*Requirement*.
Among the lines of data below, reproduce only those from the one with "the white house" through the one with "the neighboring building", exactly as they stand, both ends included.

*Data shown*.
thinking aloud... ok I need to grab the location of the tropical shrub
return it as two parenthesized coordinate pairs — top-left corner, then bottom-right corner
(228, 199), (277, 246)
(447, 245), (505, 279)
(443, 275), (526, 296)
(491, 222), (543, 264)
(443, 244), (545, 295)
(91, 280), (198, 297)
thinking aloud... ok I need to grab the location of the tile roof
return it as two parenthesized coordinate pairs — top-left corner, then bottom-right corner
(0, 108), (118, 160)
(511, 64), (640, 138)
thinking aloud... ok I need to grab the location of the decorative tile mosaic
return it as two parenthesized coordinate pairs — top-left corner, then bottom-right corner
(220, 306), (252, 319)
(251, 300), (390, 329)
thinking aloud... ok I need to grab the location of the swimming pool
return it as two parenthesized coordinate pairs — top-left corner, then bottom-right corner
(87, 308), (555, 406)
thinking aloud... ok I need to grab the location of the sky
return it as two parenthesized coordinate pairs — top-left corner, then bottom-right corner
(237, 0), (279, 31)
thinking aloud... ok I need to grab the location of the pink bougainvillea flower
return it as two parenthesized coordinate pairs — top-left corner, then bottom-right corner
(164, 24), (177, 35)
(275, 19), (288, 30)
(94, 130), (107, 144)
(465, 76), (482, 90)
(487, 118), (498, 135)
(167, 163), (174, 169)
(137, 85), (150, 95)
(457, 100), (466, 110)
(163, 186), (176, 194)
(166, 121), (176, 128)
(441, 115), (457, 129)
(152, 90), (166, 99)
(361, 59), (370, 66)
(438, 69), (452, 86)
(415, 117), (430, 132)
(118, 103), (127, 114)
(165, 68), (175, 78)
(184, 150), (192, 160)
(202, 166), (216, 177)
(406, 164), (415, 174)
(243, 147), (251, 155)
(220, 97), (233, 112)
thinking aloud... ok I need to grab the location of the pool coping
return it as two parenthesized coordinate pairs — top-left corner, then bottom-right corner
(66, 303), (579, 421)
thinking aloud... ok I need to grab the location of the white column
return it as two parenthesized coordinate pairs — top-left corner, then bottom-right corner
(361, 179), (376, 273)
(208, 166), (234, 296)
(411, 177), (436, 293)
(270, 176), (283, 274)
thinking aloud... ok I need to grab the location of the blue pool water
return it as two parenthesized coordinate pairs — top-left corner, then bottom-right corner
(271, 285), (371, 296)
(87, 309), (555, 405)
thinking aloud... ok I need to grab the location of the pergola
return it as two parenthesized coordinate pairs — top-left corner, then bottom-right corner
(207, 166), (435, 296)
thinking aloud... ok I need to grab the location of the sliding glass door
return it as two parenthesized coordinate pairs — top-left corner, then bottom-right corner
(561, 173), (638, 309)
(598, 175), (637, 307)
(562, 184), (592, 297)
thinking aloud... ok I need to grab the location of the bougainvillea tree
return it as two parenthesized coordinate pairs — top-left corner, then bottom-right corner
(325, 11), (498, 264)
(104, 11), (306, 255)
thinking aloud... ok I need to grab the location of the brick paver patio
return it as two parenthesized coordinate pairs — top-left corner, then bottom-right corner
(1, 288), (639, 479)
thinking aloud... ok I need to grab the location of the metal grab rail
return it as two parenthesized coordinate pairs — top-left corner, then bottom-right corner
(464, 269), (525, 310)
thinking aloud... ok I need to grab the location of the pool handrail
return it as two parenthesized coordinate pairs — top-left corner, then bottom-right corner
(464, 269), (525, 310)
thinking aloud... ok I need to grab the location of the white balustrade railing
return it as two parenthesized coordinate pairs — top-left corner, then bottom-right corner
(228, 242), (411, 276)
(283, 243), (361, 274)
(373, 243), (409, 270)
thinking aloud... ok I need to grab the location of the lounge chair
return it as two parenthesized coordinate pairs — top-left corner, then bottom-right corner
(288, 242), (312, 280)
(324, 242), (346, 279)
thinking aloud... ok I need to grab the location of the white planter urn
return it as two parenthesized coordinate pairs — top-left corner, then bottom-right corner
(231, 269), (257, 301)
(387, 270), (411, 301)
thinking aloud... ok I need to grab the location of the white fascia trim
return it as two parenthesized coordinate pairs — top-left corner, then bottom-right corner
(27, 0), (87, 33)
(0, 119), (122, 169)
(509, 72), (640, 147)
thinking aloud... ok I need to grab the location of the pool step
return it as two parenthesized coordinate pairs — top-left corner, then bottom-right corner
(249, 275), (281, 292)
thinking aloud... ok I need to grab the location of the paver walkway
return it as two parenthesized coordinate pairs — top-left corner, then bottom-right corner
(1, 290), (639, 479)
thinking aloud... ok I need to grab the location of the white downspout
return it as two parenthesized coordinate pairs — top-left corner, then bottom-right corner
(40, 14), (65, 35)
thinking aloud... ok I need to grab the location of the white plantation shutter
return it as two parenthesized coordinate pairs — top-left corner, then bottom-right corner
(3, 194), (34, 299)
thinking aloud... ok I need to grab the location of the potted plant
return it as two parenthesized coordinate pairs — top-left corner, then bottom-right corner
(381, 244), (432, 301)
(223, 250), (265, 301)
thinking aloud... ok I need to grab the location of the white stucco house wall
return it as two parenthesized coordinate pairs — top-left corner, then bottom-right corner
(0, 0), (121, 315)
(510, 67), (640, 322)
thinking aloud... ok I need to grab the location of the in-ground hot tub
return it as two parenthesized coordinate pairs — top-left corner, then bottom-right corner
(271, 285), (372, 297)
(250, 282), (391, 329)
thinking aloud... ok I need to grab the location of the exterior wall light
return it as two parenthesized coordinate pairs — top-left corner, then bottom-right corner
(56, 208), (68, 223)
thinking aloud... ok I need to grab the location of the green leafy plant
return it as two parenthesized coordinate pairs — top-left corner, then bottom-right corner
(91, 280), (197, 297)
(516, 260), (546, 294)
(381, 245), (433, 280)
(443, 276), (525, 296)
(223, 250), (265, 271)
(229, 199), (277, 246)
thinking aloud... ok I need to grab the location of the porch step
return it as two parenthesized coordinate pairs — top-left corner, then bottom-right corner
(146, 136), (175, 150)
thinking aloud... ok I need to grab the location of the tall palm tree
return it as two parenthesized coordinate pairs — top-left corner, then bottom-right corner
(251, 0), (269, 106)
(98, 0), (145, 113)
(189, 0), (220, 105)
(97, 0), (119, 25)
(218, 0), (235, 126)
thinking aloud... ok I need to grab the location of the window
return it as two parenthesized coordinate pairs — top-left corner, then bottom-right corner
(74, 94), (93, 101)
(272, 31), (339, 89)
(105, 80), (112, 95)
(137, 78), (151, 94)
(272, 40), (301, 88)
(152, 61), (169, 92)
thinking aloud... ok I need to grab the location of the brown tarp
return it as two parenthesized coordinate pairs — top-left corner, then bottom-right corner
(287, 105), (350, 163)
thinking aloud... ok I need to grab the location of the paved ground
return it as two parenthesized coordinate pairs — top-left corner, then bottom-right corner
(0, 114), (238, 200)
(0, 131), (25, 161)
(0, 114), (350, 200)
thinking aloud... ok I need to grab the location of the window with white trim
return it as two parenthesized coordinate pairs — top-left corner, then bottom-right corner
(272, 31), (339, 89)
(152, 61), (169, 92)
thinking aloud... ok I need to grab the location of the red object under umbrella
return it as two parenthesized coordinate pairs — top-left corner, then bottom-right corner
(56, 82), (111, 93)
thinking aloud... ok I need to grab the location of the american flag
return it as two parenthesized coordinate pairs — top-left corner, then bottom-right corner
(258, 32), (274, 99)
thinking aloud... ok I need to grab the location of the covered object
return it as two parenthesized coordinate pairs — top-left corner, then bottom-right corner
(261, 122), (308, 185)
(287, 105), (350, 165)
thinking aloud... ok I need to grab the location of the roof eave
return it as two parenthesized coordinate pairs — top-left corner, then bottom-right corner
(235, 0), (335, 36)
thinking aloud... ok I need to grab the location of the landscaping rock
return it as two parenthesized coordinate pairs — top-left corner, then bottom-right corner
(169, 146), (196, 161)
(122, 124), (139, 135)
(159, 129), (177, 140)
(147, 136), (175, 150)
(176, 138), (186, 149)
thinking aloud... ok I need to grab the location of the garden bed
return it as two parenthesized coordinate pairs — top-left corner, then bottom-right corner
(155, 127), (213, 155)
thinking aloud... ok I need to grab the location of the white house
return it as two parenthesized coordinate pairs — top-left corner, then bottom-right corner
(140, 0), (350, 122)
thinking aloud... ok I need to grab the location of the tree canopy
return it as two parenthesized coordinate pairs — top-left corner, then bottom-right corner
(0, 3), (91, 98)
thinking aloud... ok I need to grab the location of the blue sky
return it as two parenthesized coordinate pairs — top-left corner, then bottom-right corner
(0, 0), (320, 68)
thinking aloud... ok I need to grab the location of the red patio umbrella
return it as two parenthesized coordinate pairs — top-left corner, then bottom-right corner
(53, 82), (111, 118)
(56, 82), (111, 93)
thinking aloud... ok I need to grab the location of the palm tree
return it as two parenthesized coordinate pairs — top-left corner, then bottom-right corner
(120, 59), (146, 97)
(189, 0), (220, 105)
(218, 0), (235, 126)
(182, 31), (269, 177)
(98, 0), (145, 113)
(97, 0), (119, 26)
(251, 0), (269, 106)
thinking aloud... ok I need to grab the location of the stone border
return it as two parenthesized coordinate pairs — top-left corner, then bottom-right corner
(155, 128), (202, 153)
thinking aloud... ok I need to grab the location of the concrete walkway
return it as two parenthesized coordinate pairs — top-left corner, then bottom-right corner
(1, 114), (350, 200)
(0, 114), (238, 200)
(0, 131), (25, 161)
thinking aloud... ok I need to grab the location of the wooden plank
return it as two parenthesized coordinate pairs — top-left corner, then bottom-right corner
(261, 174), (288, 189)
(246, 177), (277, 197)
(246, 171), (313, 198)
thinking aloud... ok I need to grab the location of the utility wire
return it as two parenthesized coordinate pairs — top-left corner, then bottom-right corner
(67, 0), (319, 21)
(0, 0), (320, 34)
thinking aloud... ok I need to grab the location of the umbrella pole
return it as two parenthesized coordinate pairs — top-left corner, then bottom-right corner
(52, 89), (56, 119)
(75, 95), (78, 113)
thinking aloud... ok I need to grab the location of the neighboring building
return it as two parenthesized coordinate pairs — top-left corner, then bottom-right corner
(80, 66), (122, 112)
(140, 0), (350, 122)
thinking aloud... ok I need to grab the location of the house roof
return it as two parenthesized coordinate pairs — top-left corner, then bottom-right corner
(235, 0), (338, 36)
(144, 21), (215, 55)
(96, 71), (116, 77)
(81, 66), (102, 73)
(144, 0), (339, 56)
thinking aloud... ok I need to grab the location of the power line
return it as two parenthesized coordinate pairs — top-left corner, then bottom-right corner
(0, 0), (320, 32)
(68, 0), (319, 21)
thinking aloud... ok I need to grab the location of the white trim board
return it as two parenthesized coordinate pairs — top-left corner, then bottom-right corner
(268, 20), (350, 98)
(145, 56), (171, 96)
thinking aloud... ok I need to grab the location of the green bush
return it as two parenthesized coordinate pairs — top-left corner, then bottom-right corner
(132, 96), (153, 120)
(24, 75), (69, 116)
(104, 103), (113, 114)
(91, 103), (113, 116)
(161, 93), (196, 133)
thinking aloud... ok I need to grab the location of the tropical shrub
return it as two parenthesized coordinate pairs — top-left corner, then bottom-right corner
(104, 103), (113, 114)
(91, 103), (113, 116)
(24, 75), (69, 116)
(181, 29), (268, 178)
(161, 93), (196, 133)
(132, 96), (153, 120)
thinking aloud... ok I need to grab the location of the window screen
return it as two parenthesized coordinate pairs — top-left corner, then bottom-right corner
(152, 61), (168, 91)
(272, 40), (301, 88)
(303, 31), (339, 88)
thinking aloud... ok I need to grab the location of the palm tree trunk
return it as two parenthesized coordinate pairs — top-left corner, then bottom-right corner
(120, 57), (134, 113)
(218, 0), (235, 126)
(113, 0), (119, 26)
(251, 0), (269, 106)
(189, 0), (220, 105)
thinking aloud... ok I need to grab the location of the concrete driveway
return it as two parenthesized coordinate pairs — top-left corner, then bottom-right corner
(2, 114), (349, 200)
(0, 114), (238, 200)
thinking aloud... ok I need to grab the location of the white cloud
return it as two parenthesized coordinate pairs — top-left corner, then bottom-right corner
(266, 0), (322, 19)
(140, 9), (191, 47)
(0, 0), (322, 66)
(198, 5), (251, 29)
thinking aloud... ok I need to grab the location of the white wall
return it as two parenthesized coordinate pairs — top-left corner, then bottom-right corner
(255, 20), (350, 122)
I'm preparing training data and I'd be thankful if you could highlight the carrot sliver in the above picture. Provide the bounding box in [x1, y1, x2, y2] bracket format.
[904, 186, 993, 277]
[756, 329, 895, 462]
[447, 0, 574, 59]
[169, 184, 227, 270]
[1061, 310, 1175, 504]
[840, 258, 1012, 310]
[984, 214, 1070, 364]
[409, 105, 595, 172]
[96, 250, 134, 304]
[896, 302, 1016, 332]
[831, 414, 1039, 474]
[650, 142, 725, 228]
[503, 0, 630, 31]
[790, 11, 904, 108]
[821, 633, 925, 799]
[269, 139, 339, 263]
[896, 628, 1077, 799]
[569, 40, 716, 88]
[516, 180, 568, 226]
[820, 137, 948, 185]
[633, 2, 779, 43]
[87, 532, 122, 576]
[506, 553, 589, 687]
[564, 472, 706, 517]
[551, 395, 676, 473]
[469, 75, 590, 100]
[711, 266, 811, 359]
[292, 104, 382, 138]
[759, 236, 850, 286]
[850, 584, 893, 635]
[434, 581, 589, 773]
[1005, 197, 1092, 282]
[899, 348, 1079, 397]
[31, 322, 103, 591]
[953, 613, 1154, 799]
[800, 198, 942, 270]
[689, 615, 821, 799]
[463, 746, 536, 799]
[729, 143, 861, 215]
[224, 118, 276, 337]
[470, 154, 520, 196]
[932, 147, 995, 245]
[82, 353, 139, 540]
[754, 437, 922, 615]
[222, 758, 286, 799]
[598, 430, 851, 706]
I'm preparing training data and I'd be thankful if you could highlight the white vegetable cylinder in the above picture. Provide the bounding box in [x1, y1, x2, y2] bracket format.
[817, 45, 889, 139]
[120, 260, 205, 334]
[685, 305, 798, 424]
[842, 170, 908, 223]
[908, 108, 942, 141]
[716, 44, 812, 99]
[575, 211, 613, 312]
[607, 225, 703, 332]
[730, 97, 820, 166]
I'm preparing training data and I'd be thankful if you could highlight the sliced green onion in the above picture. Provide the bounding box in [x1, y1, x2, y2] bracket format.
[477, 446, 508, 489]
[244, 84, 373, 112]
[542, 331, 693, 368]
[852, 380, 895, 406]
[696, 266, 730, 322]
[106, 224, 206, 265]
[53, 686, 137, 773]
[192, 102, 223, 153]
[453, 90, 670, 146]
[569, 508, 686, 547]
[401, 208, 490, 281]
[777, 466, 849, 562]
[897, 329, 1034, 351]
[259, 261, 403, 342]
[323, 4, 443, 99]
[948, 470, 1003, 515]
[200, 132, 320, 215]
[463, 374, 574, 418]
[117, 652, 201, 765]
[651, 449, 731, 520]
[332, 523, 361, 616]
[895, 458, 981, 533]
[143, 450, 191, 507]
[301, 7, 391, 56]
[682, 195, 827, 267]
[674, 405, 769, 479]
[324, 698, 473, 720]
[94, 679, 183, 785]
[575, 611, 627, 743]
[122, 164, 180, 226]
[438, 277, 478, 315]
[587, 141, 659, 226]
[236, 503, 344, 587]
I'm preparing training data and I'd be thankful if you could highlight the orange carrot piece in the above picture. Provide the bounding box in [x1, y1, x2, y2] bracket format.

*Written response*.
thinking aloud... ok I need to grab the location of the white house
return it as two parenthesized coordinate pairs — top-left corner, then bottom-right corner
(140, 0), (350, 122)
thinking aloud... ok I need to grab the location of the tree canopy
return it as two parenthesized coordinate pairs — top-left corner, then bottom-right corner
(0, 3), (91, 98)
thinking aloud... ok I need to grab the location of the blue sky
return it as two parenthesized coordinate pairs — top-left corner, then bottom-right corner
(0, 0), (320, 68)
thinking aloud... ok I need to grab the location of the red patio umbrella
return it as two parenthesized coordinate pairs — top-left corner, then bottom-right corner
(53, 82), (111, 118)
(56, 82), (111, 93)
thinking aloud... ok I need to grab the location of the palm tree
return it as two parenthesized coordinate pairs — top-left corner, then bottom-right corner
(120, 59), (146, 97)
(189, 0), (220, 105)
(218, 0), (235, 126)
(182, 31), (269, 177)
(98, 0), (145, 113)
(97, 0), (119, 26)
(251, 0), (269, 106)
thinking aloud... ok I need to grab the location of the stone border
return it as two parenthesized coordinate pairs — top-left corner, then bottom-right corner
(155, 128), (202, 153)
thinking aloud... ok I need to grab the location of the concrete walkway
return it as two parenthesized coordinate pairs — top-left corner, then bottom-right corner
(1, 114), (350, 200)
(0, 114), (238, 200)
(0, 131), (25, 161)
thinking aloud... ok I need to grab the location of the wooden plank
return it as two parenthesized coordinate pairs — top-left corner, then bottom-right corner
(261, 174), (288, 189)
(246, 177), (277, 197)
(246, 171), (313, 198)
thinking aloud... ok I need to grab the location of the utility wire
return it as two parenthesized coordinate pairs — top-left corner, then bottom-right corner
(67, 0), (319, 21)
(0, 0), (320, 34)
thinking aloud... ok I need to grab the location of the umbrella pole
return it as two parenthesized coordinate pairs — top-left corner, then bottom-right corner
(52, 89), (56, 119)
(75, 95), (78, 113)
thinking aloud... ok I need to grab the location of the neighboring building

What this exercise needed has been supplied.